### Requirement
Retype the data below without altering anything.

Saved data entries
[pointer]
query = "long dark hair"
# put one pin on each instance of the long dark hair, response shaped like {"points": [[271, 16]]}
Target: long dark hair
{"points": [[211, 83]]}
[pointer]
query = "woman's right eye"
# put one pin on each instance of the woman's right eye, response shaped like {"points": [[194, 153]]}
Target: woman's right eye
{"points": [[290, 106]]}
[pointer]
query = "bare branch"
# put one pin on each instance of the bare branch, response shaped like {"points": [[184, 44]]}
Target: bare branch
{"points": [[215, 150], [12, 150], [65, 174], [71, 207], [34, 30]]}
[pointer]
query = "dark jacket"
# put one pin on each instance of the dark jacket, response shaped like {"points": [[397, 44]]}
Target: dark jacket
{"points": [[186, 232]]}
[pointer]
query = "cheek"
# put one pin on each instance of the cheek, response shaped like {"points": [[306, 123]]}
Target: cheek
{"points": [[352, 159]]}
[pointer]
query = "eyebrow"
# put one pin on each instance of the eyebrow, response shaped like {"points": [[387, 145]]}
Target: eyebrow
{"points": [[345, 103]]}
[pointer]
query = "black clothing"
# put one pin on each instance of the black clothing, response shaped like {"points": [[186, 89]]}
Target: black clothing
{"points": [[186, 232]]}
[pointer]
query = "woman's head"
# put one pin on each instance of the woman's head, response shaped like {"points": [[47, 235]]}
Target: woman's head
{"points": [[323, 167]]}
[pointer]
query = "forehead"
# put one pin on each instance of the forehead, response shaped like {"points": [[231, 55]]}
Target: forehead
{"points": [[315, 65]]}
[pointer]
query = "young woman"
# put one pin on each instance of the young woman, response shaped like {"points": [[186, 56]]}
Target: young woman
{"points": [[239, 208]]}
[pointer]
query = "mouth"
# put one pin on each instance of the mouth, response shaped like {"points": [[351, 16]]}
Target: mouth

### Full answer
[pointer]
query = "long dark hair"
# put one pin on each instance of the long dark hair, response shaped like {"points": [[271, 16]]}
Target: long dark hair
{"points": [[211, 83]]}
[pointer]
query = "woman's right eye"
# put one pin on each instance of the woman's right eye, response shaped like {"points": [[194, 153]]}
Target: woman's right eye
{"points": [[290, 106]]}
[pointer]
query = "bare branch"
# put one pin on each instance of the bare branch, response shaped like {"points": [[184, 44]]}
Target: bare branch
{"points": [[215, 150], [12, 150], [65, 174], [71, 207], [34, 30]]}
[pointer]
query = "dark jacket"
# put one pin on each instance of the dark jacket, response shaped like {"points": [[397, 44]]}
Target: dark jacket
{"points": [[186, 232]]}
[pointer]
query = "cheek"
# put one pin on each instance of the cheek, response shaped like {"points": [[306, 123]]}
Target: cheek
{"points": [[352, 159]]}
[pointer]
query = "eyebrow"
# put one pin on each instance of the eyebrow, response shaped like {"points": [[387, 145]]}
Target: eyebrow
{"points": [[345, 103]]}
[pointer]
query = "black clothing"
# put one pin on each instance of the black clothing, response shaped like {"points": [[186, 89]]}
Target: black clothing
{"points": [[186, 232]]}
[pointer]
query = "woman's head"
# put one pin on each instance of the woman's head, response shaped like {"points": [[47, 235]]}
Target: woman's head
{"points": [[323, 167]]}
[pointer]
query = "forehead"
# put one pin on each instance of the forehead, response shaped like {"points": [[231, 55]]}
Target: forehead
{"points": [[315, 65]]}
[pointer]
query = "young woman"
# put one pin on each instance of the young woman, response shaped like {"points": [[186, 56]]}
Target: young woman
{"points": [[239, 208]]}
[pointer]
query = "mouth"
# put one pin on each instance of the mouth, response shaped like {"points": [[351, 16]]}
Target: mouth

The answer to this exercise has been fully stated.